[Data records]
####################
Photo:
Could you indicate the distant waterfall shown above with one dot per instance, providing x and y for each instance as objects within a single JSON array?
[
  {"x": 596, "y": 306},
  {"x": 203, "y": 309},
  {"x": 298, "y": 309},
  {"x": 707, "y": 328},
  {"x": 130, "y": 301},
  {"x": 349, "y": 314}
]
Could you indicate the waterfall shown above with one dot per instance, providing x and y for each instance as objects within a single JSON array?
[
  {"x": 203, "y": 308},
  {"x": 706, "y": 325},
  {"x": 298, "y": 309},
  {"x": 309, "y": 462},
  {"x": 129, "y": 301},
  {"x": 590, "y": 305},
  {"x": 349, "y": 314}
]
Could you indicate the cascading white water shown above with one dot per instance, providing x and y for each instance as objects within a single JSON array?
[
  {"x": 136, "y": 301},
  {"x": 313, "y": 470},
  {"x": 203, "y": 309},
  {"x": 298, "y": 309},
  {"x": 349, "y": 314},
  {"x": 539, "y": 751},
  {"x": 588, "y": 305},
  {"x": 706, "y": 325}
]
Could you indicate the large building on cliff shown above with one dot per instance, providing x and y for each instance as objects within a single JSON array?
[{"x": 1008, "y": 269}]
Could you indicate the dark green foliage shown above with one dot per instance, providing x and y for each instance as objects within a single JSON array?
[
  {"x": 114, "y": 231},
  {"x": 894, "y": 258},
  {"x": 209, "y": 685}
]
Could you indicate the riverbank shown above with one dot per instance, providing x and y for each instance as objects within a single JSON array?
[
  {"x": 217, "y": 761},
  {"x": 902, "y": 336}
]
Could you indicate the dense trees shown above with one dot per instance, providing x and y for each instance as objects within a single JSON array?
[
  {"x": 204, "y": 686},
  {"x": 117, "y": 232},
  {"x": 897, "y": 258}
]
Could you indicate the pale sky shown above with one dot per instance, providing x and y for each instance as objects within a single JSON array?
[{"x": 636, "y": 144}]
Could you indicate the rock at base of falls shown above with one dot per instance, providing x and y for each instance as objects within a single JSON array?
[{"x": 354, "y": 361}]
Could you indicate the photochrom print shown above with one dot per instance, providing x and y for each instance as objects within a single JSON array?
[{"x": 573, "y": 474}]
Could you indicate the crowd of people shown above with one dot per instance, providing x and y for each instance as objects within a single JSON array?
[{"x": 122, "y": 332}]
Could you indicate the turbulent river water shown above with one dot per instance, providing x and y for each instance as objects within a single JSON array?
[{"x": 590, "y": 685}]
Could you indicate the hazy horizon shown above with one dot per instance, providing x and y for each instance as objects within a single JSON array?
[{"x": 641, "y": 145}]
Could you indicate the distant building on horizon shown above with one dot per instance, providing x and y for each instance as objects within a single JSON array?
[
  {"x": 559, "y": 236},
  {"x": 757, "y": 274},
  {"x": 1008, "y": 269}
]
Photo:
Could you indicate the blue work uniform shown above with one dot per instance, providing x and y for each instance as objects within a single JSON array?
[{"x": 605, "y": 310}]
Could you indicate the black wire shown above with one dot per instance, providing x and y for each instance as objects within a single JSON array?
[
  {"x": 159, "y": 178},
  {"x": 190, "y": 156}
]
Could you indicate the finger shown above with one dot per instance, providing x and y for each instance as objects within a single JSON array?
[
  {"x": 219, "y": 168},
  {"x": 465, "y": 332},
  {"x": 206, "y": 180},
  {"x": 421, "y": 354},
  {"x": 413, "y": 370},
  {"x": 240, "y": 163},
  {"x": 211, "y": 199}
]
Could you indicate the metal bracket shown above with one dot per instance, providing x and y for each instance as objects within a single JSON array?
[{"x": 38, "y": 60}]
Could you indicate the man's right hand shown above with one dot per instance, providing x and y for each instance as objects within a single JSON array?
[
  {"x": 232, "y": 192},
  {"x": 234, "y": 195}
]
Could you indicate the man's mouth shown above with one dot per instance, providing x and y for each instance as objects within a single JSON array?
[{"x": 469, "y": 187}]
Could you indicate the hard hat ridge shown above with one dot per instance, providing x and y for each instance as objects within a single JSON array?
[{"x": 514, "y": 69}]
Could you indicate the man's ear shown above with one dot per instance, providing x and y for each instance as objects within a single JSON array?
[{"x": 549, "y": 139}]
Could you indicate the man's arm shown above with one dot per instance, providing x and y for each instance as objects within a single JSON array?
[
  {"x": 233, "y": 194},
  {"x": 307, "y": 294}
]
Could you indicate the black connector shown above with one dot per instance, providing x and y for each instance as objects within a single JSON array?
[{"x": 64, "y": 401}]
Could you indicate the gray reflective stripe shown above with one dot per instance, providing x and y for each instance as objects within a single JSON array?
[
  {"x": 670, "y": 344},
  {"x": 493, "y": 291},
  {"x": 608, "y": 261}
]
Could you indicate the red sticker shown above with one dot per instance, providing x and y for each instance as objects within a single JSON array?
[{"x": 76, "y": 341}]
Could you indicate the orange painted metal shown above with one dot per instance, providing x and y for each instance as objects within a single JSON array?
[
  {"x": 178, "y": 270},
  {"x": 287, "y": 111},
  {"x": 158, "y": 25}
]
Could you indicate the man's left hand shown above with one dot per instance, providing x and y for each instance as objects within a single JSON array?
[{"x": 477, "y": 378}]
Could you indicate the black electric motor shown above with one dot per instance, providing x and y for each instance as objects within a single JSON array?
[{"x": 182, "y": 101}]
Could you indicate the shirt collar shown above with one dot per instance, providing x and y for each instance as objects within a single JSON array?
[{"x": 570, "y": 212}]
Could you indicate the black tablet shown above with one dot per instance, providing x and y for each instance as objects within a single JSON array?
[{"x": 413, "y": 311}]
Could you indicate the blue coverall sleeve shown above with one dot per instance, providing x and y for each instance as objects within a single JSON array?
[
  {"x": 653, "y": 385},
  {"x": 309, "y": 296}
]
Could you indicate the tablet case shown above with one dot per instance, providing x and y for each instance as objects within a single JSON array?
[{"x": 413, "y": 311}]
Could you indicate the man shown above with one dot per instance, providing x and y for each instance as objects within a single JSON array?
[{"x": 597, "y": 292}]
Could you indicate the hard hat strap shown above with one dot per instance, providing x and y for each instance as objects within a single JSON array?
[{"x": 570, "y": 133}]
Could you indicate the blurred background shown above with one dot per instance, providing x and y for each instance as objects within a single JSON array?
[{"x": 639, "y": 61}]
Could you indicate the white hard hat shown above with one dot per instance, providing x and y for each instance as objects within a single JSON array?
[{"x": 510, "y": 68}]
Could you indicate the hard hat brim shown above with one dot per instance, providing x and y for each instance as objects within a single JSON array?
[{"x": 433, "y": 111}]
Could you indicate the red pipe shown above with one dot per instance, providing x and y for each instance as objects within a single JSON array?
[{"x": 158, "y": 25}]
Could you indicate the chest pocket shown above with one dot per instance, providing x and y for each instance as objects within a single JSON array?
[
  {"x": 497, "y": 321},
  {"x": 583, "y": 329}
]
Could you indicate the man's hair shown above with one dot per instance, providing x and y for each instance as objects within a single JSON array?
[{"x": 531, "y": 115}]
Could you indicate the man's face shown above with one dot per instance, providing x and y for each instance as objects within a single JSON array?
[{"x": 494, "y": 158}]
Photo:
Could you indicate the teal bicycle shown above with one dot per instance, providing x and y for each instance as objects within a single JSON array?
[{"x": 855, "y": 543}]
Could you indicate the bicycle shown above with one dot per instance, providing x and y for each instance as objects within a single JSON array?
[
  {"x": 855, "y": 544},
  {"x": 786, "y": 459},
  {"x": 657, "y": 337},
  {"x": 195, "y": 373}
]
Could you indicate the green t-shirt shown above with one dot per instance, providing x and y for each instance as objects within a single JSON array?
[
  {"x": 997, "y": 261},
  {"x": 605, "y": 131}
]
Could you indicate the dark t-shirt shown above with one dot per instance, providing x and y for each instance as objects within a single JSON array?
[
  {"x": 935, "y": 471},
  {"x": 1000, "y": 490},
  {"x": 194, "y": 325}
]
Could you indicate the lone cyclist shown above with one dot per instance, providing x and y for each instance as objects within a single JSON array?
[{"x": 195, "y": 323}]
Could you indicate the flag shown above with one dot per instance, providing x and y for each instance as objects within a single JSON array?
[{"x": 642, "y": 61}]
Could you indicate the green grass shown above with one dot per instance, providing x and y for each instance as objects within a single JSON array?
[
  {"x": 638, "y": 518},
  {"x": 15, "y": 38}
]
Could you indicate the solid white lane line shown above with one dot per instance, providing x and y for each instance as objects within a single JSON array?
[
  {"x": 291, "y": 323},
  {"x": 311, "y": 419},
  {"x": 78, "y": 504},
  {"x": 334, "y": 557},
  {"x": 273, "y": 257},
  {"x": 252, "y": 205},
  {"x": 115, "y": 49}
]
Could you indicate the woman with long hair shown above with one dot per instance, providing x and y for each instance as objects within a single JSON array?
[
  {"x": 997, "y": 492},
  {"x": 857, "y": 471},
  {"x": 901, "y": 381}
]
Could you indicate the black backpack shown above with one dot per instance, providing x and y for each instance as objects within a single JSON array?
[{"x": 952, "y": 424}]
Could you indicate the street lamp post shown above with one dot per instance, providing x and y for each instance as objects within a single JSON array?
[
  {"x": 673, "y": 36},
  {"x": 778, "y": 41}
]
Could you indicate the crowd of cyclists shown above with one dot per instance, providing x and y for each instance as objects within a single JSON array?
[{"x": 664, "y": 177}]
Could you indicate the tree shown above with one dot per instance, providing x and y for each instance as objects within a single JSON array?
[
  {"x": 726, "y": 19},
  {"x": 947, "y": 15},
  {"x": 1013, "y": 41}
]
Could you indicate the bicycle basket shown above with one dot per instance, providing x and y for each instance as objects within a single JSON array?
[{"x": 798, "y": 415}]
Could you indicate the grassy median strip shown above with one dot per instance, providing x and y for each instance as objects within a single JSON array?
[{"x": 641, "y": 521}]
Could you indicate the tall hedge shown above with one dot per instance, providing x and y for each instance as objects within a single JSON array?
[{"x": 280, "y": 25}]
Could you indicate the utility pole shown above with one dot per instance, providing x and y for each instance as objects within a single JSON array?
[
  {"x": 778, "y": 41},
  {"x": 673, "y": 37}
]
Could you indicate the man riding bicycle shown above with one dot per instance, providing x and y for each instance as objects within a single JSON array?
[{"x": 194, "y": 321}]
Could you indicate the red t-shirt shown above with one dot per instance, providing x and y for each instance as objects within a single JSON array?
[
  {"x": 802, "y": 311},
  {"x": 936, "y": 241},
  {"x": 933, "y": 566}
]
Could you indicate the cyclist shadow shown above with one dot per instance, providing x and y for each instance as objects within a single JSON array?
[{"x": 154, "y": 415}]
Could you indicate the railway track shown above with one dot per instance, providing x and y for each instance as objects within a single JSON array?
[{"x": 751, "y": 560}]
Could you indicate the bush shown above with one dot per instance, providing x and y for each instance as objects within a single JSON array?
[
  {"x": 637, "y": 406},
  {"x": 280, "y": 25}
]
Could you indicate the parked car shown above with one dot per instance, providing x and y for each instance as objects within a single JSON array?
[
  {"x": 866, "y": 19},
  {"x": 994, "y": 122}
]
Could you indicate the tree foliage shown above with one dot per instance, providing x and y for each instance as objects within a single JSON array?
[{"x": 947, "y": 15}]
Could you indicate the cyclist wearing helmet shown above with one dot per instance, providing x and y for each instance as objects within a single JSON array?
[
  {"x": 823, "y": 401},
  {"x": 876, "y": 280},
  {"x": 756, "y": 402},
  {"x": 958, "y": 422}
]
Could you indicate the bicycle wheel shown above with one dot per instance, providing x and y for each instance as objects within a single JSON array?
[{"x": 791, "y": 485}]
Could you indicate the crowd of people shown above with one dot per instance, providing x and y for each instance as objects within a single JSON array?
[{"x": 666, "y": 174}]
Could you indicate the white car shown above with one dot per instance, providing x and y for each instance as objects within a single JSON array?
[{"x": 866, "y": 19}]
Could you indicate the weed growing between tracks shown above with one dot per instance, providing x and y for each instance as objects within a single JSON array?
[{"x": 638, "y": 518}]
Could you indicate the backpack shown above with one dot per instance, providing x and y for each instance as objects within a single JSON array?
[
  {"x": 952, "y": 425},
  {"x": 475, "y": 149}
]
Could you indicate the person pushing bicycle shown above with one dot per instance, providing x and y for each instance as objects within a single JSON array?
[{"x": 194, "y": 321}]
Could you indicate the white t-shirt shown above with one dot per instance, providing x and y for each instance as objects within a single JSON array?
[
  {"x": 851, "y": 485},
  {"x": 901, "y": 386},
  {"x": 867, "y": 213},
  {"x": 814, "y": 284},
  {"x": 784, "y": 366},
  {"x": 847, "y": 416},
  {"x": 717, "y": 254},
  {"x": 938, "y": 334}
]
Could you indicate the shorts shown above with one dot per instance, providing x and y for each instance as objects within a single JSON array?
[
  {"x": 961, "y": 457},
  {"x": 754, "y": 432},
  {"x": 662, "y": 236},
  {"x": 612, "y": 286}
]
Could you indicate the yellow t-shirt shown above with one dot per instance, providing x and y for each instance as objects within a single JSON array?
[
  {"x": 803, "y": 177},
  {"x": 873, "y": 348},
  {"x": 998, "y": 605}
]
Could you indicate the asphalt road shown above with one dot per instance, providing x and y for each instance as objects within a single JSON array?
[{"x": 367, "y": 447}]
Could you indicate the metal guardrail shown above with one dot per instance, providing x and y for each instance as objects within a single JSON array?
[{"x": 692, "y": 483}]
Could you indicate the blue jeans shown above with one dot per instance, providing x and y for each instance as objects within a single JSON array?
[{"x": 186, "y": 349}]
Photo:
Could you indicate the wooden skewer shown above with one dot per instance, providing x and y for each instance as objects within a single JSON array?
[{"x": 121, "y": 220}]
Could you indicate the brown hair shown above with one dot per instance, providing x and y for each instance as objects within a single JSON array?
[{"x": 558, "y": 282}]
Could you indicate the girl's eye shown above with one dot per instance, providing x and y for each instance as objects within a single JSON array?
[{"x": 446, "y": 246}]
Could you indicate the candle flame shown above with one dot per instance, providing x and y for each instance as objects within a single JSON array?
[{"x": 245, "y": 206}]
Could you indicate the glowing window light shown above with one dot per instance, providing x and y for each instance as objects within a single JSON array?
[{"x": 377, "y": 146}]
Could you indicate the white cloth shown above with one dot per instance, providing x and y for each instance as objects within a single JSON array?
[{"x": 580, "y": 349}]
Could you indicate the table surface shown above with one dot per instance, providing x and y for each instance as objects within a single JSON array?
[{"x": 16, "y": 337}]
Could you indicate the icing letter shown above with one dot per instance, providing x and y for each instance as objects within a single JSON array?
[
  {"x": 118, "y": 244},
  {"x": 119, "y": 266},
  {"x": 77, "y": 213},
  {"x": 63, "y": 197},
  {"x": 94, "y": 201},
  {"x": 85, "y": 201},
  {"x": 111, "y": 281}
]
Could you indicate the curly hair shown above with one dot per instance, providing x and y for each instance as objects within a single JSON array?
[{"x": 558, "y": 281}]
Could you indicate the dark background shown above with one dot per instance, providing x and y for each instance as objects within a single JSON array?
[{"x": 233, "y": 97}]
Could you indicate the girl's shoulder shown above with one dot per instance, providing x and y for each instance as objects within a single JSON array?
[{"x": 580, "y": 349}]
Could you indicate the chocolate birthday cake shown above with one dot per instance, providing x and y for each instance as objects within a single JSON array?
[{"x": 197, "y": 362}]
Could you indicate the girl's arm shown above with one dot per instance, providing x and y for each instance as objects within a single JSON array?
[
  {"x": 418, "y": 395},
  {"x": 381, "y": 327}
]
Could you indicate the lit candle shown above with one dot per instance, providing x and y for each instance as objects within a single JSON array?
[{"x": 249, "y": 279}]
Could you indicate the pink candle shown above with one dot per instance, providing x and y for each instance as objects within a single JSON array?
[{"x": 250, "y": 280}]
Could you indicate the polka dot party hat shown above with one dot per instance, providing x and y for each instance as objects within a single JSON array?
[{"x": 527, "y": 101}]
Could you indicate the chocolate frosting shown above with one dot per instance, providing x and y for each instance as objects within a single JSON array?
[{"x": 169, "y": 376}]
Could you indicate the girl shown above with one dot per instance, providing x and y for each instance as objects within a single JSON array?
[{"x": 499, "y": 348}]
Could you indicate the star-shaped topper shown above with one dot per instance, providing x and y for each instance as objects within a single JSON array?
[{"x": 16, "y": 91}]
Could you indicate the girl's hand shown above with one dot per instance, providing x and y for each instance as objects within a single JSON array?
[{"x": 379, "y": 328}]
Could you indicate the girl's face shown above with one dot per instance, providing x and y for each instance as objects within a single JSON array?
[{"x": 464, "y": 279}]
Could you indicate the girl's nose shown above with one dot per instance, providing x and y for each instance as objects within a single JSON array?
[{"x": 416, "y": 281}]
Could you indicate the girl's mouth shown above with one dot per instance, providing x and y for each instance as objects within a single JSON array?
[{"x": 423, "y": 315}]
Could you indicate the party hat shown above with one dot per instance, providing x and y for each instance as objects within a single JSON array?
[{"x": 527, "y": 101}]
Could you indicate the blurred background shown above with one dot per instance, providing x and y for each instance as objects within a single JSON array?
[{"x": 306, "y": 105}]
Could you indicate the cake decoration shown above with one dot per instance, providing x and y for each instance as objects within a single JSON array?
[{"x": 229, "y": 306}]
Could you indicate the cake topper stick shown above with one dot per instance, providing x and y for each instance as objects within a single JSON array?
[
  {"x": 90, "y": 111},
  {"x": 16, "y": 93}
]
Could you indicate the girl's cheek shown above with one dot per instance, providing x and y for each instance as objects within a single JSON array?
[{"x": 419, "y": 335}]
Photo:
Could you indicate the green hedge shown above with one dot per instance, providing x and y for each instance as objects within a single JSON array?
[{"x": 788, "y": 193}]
####################
[Problem statement] Give again only the lines of the material above that run from the one with "Could you indicate the cake decoration" through the end, both included, exactly as they appear.

[Solution below]
Could you indicate the cake decoration shown above with one dot per instance, providing x and y for each instance as objects within a single JSON array?
[{"x": 229, "y": 306}]
Could you indicate the cake topper stick shown above with one dot per instance, providing x and y for each instance as objects within a single JSON array?
[
  {"x": 90, "y": 111},
  {"x": 16, "y": 93}
]
Could you indicate the girl's cheek shown above with one dot per instance, providing x and y for each instance as objects within a single JSON array?
[{"x": 419, "y": 335}]
Photo:
Could you indicate the green hedge shown above with one dot per instance, providing x and y for each instance as objects within a single JSON array?
[{"x": 788, "y": 193}]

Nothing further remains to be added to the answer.